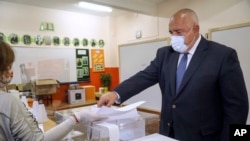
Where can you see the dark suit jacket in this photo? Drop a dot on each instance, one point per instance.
(211, 97)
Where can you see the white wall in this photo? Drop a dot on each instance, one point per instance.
(212, 13)
(23, 19)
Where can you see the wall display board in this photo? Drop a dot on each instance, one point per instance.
(135, 57)
(82, 64)
(44, 62)
(237, 37)
(97, 58)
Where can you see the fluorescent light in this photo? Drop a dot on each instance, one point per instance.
(96, 7)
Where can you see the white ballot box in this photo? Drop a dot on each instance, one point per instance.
(121, 124)
(155, 137)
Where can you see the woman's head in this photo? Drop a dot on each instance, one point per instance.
(7, 57)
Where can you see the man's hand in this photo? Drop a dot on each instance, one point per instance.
(107, 99)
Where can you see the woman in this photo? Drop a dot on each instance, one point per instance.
(16, 122)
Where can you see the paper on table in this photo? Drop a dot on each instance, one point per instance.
(113, 131)
(155, 137)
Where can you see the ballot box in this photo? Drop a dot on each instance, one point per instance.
(112, 129)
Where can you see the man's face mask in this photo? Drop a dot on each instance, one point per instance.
(6, 78)
(178, 43)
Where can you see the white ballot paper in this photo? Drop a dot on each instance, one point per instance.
(121, 124)
(114, 113)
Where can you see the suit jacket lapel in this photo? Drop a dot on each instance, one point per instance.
(173, 60)
(196, 60)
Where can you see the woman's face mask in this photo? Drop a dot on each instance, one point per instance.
(6, 78)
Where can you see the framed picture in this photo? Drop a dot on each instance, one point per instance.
(13, 38)
(66, 41)
(101, 43)
(47, 40)
(93, 43)
(56, 40)
(39, 40)
(85, 42)
(26, 39)
(1, 36)
(76, 42)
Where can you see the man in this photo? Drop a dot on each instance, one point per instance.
(211, 95)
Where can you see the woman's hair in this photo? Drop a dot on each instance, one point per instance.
(7, 57)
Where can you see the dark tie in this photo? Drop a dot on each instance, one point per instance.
(181, 70)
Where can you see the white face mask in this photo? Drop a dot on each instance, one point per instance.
(178, 43)
(6, 78)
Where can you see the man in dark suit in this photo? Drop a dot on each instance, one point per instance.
(212, 93)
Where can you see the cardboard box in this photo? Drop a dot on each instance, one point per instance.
(76, 96)
(44, 86)
(89, 92)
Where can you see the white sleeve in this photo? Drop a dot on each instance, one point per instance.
(60, 131)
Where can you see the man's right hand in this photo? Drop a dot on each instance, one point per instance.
(107, 99)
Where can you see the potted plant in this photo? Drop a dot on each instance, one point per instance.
(105, 81)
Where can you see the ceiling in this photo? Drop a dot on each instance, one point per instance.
(149, 7)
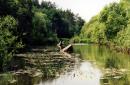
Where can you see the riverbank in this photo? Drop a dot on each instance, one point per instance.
(43, 62)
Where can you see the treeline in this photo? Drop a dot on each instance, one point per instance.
(111, 26)
(25, 23)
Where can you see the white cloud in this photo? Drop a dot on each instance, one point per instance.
(85, 8)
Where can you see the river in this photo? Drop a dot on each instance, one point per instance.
(97, 65)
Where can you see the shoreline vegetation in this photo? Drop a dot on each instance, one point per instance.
(111, 27)
(26, 23)
(39, 63)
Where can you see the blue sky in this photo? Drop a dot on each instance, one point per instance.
(84, 8)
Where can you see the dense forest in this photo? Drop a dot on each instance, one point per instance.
(26, 23)
(111, 26)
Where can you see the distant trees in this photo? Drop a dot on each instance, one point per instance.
(8, 40)
(115, 18)
(110, 26)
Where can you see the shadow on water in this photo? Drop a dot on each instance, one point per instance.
(98, 65)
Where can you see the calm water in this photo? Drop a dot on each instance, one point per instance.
(98, 65)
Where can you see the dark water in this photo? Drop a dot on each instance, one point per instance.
(98, 65)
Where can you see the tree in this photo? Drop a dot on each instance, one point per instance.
(8, 42)
(115, 18)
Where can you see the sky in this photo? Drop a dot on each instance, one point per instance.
(84, 8)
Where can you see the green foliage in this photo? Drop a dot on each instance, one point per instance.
(8, 44)
(111, 26)
(115, 18)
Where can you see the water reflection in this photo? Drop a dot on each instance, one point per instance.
(98, 66)
(85, 74)
(114, 66)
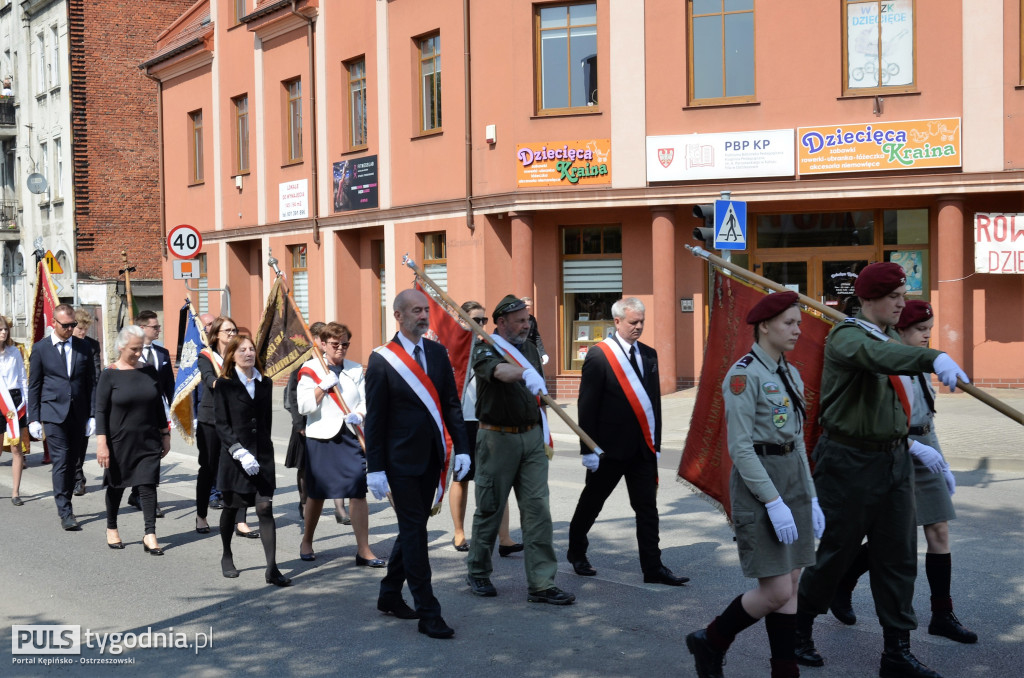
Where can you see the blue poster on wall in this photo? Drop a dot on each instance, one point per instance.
(355, 183)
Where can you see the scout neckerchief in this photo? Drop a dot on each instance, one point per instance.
(629, 381)
(899, 385)
(521, 361)
(414, 376)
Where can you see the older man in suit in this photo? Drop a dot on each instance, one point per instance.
(410, 391)
(61, 385)
(620, 407)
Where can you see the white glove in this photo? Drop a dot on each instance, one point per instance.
(535, 382)
(948, 371)
(930, 458)
(950, 480)
(328, 382)
(781, 520)
(462, 465)
(817, 518)
(377, 483)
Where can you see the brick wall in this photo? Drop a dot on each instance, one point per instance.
(116, 147)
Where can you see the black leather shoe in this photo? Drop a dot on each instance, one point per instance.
(665, 576)
(481, 587)
(435, 628)
(506, 551)
(708, 660)
(581, 565)
(554, 595)
(947, 626)
(842, 607)
(397, 607)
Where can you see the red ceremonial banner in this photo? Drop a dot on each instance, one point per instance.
(706, 463)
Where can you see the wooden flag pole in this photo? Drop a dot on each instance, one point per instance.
(829, 312)
(478, 331)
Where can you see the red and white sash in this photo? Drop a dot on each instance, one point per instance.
(412, 373)
(521, 361)
(630, 383)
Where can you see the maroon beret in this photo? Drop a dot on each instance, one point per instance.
(878, 280)
(771, 305)
(914, 311)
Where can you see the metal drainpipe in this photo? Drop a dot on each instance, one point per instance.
(311, 40)
(469, 116)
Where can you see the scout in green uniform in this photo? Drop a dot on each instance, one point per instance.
(510, 454)
(863, 473)
(774, 508)
(932, 494)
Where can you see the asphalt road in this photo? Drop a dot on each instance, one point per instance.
(327, 623)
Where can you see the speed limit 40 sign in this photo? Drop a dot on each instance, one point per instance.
(184, 242)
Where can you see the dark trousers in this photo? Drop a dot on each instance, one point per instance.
(864, 494)
(66, 446)
(413, 498)
(209, 462)
(641, 482)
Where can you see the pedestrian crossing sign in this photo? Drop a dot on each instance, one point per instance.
(730, 224)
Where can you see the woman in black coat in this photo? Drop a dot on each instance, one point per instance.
(246, 477)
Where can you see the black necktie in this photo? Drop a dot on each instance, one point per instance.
(928, 393)
(633, 362)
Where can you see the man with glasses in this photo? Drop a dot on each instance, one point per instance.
(61, 385)
(160, 358)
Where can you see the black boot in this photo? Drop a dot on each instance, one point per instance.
(805, 651)
(946, 625)
(897, 662)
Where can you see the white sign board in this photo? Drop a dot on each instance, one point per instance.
(721, 156)
(293, 200)
(998, 243)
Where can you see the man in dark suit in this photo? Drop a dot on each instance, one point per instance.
(61, 395)
(409, 383)
(620, 406)
(160, 358)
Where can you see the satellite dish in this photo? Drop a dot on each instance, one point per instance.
(37, 182)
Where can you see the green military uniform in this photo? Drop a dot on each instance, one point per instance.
(769, 460)
(863, 471)
(510, 458)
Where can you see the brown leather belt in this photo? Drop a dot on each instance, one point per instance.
(506, 429)
(866, 446)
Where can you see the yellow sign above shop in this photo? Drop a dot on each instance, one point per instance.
(879, 146)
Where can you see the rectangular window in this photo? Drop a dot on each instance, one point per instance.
(293, 89)
(721, 51)
(241, 133)
(356, 102)
(300, 278)
(592, 281)
(878, 46)
(565, 38)
(435, 258)
(196, 144)
(430, 83)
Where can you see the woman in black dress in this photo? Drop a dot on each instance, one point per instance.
(132, 435)
(246, 477)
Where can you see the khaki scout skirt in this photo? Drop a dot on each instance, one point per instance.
(761, 554)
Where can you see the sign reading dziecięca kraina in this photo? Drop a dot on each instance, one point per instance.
(878, 146)
(998, 243)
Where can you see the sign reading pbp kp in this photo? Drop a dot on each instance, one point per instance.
(184, 242)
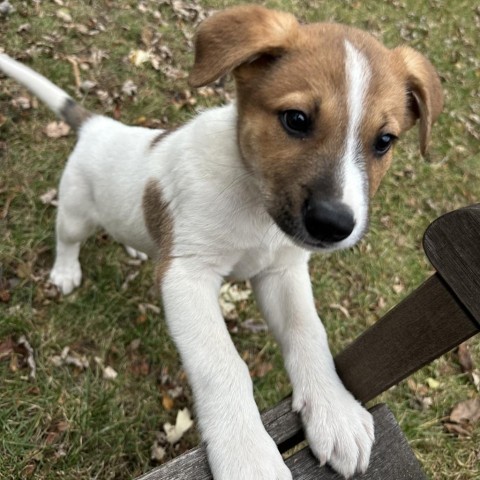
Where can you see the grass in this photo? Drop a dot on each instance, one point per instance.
(72, 423)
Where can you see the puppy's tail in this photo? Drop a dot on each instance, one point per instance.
(54, 97)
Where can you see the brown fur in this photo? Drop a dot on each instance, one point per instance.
(160, 226)
(279, 65)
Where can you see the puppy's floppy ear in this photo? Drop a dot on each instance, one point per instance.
(238, 35)
(425, 93)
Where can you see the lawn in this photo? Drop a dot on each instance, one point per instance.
(79, 419)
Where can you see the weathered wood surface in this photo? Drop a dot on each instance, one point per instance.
(439, 315)
(391, 458)
(452, 244)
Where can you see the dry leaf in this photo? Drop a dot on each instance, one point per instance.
(57, 130)
(129, 88)
(109, 373)
(6, 348)
(6, 8)
(64, 15)
(183, 423)
(70, 358)
(464, 357)
(167, 402)
(23, 343)
(253, 326)
(157, 453)
(467, 411)
(139, 57)
(23, 103)
(433, 384)
(50, 197)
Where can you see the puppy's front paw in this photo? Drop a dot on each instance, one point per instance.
(66, 277)
(339, 430)
(246, 457)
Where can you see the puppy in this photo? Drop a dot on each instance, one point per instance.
(248, 190)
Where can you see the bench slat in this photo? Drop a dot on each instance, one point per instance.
(428, 323)
(391, 458)
(452, 244)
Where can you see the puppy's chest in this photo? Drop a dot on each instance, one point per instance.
(251, 262)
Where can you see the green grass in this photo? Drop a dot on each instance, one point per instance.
(74, 424)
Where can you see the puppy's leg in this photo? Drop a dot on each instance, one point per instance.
(75, 222)
(238, 446)
(339, 430)
(71, 230)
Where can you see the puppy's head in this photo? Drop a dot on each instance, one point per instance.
(320, 108)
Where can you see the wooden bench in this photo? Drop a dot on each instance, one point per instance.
(435, 318)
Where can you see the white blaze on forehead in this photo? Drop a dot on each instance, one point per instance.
(355, 182)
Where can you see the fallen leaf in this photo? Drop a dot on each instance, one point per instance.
(261, 369)
(456, 429)
(464, 357)
(71, 358)
(87, 86)
(157, 453)
(64, 15)
(6, 348)
(109, 373)
(183, 423)
(129, 88)
(467, 411)
(167, 402)
(57, 130)
(433, 384)
(139, 57)
(50, 197)
(28, 354)
(254, 326)
(22, 103)
(6, 8)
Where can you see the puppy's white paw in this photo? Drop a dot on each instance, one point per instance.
(237, 456)
(339, 430)
(66, 277)
(136, 253)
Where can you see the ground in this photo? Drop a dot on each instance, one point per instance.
(107, 376)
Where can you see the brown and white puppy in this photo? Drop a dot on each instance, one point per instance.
(247, 191)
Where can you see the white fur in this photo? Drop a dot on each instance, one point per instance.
(355, 186)
(220, 229)
(44, 89)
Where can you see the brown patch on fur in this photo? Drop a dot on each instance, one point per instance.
(425, 90)
(281, 65)
(74, 115)
(235, 36)
(159, 225)
(157, 139)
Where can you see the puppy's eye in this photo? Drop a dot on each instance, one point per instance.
(296, 123)
(383, 144)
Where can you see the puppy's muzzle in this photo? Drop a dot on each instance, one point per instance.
(328, 221)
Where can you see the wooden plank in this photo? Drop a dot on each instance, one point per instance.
====
- **REQUIREMENTS**
Copy out everything from the line containing "Where can you see the puppy's leg" down to the end of the records, both ends included, keeping each line identical.

- **EXERCISE RESULT**
Where can you see the puppy's leg in this photo? Drop a dot on each instance, one point per instance.
(75, 222)
(238, 446)
(339, 430)
(71, 230)
Where can you see the puppy's head in this photo? Drop a dot on each instance, one point per instance.
(320, 108)
Where can you see the wooden bench in this photo? Drop a dot on each instance, one point per instance.
(435, 318)
Where can you see the white blaze on forehead in this photo? Drop a dot on each instance, one point per instance.
(355, 182)
Where can you see the fallen leaf in this photo? Drop a dot on each instance, one point per instance.
(261, 369)
(456, 429)
(464, 357)
(71, 358)
(87, 86)
(157, 453)
(64, 15)
(6, 348)
(109, 373)
(183, 423)
(129, 88)
(467, 411)
(167, 402)
(57, 130)
(433, 384)
(139, 57)
(50, 197)
(28, 354)
(254, 326)
(22, 103)
(6, 8)
Where can you see the puppy's white paw in this photo? Drop a dot on each instance, one point per instance.
(237, 456)
(339, 430)
(66, 277)
(136, 253)
Where can you see the ground in this photo? Drop a dot on each instance, one point per instance.
(107, 376)
Where can you see the brown and white puppy in this photo? Drop a dot on each instance, one point per instance.
(247, 191)
Where can you see the white fur in this photo? Drop a dot on each instance, one point per instance.
(355, 186)
(220, 229)
(44, 89)
Where can you see the brown patch on fur in this photo? Drop a dot on each instance, one point per instance.
(425, 90)
(281, 65)
(74, 115)
(235, 36)
(159, 225)
(157, 139)
Where can you see the puppy's eye in this photo? Drop a dot on each instance, one point per instance.
(296, 123)
(383, 144)
Where can you see the puppy's muzzle in this photo? Drop a dot on each instance, one point per instance.
(328, 221)
Where can you see the wooden plank in this photo? Drop a dot on each instance, one point per instance.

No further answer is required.